→ What you are asked to do
Retype every record below exactly as it appears.

→ Source material
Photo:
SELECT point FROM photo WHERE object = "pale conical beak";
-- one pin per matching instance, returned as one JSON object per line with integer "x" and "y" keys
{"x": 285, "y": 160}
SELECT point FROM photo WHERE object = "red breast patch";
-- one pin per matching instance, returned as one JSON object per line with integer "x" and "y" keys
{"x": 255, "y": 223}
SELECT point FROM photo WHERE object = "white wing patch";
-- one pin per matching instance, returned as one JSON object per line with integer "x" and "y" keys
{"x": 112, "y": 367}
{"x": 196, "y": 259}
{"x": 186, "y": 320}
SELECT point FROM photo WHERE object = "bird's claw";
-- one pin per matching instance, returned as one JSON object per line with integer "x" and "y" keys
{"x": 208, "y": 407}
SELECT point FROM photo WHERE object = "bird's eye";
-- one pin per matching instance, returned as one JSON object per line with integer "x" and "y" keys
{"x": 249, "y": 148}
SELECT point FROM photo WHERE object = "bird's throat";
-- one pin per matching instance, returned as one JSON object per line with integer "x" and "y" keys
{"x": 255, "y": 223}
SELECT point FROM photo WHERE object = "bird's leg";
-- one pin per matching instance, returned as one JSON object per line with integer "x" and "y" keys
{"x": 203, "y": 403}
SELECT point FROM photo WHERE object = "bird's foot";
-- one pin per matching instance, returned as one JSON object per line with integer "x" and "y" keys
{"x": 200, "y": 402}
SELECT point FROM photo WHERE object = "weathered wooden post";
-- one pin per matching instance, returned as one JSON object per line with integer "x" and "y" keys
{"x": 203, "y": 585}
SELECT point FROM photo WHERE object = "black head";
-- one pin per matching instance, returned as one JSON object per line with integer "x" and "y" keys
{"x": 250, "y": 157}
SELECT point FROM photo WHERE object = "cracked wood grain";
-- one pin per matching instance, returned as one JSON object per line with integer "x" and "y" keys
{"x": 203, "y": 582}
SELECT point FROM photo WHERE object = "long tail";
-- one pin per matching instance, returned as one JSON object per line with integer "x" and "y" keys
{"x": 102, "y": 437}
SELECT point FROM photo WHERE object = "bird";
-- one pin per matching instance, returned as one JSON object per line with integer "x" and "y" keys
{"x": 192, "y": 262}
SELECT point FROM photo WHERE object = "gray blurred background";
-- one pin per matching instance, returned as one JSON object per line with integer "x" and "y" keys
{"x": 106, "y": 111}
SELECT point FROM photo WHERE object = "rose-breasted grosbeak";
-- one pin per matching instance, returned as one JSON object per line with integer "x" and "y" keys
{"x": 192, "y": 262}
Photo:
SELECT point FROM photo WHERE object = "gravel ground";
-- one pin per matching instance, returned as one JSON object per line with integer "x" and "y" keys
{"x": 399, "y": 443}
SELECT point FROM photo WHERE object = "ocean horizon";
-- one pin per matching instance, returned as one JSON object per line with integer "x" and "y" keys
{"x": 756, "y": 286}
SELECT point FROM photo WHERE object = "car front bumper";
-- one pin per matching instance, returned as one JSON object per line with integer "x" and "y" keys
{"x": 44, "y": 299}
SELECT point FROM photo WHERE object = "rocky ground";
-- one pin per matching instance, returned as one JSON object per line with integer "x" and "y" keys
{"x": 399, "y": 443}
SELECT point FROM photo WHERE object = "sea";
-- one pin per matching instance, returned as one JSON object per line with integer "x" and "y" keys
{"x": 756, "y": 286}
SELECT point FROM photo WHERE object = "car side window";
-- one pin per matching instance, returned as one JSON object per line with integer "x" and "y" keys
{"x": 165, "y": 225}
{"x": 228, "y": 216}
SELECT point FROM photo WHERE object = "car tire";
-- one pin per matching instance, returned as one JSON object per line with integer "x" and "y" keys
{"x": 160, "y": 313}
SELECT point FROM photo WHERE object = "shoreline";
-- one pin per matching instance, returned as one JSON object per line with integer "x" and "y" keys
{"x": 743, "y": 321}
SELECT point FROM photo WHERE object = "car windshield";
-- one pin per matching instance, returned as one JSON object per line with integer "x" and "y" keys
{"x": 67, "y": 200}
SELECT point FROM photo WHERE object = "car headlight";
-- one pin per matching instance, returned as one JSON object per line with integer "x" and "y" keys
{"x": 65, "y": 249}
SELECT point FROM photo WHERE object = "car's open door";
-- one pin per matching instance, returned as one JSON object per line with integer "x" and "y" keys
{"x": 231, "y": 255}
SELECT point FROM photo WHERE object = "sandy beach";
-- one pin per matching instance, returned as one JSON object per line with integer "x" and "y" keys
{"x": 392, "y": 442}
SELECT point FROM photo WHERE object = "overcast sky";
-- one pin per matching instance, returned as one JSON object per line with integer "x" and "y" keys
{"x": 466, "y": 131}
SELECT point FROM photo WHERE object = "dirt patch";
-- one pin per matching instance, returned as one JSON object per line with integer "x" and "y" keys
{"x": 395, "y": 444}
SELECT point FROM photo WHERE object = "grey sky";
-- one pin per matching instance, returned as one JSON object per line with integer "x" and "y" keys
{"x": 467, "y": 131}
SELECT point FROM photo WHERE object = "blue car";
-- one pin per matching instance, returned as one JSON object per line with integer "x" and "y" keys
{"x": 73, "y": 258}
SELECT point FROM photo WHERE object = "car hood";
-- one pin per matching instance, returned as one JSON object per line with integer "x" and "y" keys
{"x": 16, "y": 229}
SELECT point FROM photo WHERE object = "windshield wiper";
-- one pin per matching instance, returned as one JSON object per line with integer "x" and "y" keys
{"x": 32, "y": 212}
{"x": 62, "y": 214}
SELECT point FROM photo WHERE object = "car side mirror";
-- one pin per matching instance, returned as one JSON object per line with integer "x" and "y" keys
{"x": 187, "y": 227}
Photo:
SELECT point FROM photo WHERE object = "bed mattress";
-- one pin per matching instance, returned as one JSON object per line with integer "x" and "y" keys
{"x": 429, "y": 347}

→ Completed task
Photo:
SELECT point FROM photo WHERE object = "pale conical beak";
-- one pin per matching instance, returned as one JSON object per line with integer "x" and "y" keys
{"x": 285, "y": 160}
SELECT point FROM photo WHERE object = "red breast patch";
-- one pin per matching instance, returned as one JSON object per line with integer "x" and "y" keys
{"x": 255, "y": 223}
SELECT point FROM photo WHERE object = "white wing patch";
-- one pin per matching instance, returned as one JSON object per line with integer "x" and "y" keys
{"x": 112, "y": 367}
{"x": 196, "y": 259}
{"x": 186, "y": 320}
SELECT point FROM photo WHERE object = "bird's claw";
-- one pin per matching instance, returned as one JSON object per line with integer "x" and "y" keys
{"x": 208, "y": 407}
SELECT point FROM photo WHERE object = "bird's eye";
-- one pin per matching instance, returned as one JSON object per line with integer "x" and "y" keys
{"x": 249, "y": 148}
SELECT point FROM photo WHERE object = "bird's throat";
-- one pin per matching instance, returned as one JSON object per line with integer "x" and "y" keys
{"x": 255, "y": 223}
SELECT point FROM photo WHERE object = "bird's leg";
-- one pin per matching instance, returned as one JSON object per line with integer "x" and "y" keys
{"x": 203, "y": 403}
SELECT point FROM photo WHERE object = "bird's foot";
-- one pin per matching instance, returned as one JSON object per line with integer "x" and "y" keys
{"x": 200, "y": 402}
SELECT point FROM photo WHERE object = "weathered wooden post";
-- one pin per matching instance, returned as one JSON object per line with integer "x" and "y" keys
{"x": 203, "y": 585}
SELECT point FROM photo WHERE object = "black head";
-- one pin per matching instance, returned as one JSON object per line with integer "x" and "y" keys
{"x": 250, "y": 157}
SELECT point FROM photo WHERE object = "cracked wood grain";
-- one pin per matching instance, returned as one JSON object per line with integer "x" and "y" keys
{"x": 203, "y": 582}
SELECT point FROM photo WHERE object = "long tail";
-- one pin per matching instance, returned as one JSON object per line with integer "x" and "y" keys
{"x": 102, "y": 437}
SELECT point FROM photo WHERE object = "bird";
-- one pin per matching instance, returned as one JSON object per line with integer "x" and "y" keys
{"x": 192, "y": 262}
SELECT point FROM photo WHERE object = "gray blurred background";
-- one pin per matching instance, returned as one JSON object per line with integer "x" and "y" keys
{"x": 106, "y": 111}
SELECT point FROM photo WHERE object = "rose-breasted grosbeak";
-- one pin per matching instance, returned as one JSON object per line with integer "x" and "y" keys
{"x": 192, "y": 262}
Photo:
SELECT point FROM photo WHERE object = "gravel ground";
-- one pin per matching instance, returned as one JSON object per line with integer "x" and "y" keys
{"x": 399, "y": 443}
SELECT point FROM photo WHERE object = "ocean horizon";
-- one pin per matching instance, returned as one JSON object per line with integer "x" and "y" keys
{"x": 756, "y": 286}
SELECT point FROM photo WHERE object = "car front bumper";
-- one pin per matching instance, returned as one JSON object per line with integer "x" and "y" keys
{"x": 44, "y": 299}
SELECT point FROM photo WHERE object = "rocky ground";
-- one pin per matching instance, returned as one JSON object per line with integer "x" and "y" keys
{"x": 399, "y": 443}
SELECT point FROM photo WHERE object = "sea";
-- one pin per matching instance, returned as one JSON object per line with integer "x" and "y" keys
{"x": 756, "y": 286}
SELECT point FROM photo WHERE object = "car side window";
-- one pin per matching instance, returned as one JSON object per line with integer "x" and "y" keys
{"x": 165, "y": 225}
{"x": 228, "y": 216}
SELECT point FROM photo WHERE object = "car tire";
-- one pin per matching instance, returned as one JSON object per line with integer "x" and "y" keys
{"x": 160, "y": 313}
SELECT point FROM photo WHERE object = "shoreline";
-- one pin per matching instance, returned as one JSON object per line with integer "x" and "y" keys
{"x": 743, "y": 321}
SELECT point FROM photo WHERE object = "car windshield";
-- one pin per matching instance, returned as one JSON object per line with integer "x" and "y" keys
{"x": 67, "y": 200}
SELECT point FROM photo WHERE object = "car headlight";
-- one pin per matching instance, returned as one JSON object per line with integer "x" and "y" keys
{"x": 65, "y": 249}
SELECT point FROM photo WHERE object = "car's open door";
-- one pin per matching instance, returned as one JSON object per line with integer "x" and "y" keys
{"x": 231, "y": 255}
SELECT point FROM photo WHERE object = "sandy beach";
-- one pin per matching instance, returned as one JSON object per line with integer "x" and "y" keys
{"x": 392, "y": 442}
SELECT point FROM photo WHERE object = "overcast sky";
-- one pin per matching instance, returned as one JSON object per line with integer "x" and "y" keys
{"x": 466, "y": 131}
SELECT point FROM photo WHERE object = "dirt patch";
-- one pin per matching instance, returned as one JSON object per line with integer "x" and "y" keys
{"x": 395, "y": 444}
SELECT point FROM photo WHERE object = "grey sky";
-- one pin per matching instance, returned as one JSON object per line with integer "x" and "y" keys
{"x": 467, "y": 131}
SELECT point FROM photo WHERE object = "blue car";
-- one pin per matching instance, returned as one JSON object per line with integer "x" and "y" keys
{"x": 73, "y": 258}
SELECT point FROM photo WHERE object = "car hood";
-- one pin per matching instance, returned as one JSON object per line with integer "x" and "y" keys
{"x": 16, "y": 229}
SELECT point FROM photo WHERE object = "windshield wiper";
-- one pin per matching instance, returned as one JSON object per line with integer "x" and "y" keys
{"x": 32, "y": 212}
{"x": 62, "y": 214}
SELECT point FROM photo WHERE object = "car side mirror";
-- one pin per matching instance, returned as one JSON object per line with integer "x" and "y" keys
{"x": 187, "y": 227}
Photo:
SELECT point FROM photo WHERE object = "bed mattress";
-- one pin per matching instance, returned as one JSON object per line with integer "x" and "y" keys
{"x": 429, "y": 347}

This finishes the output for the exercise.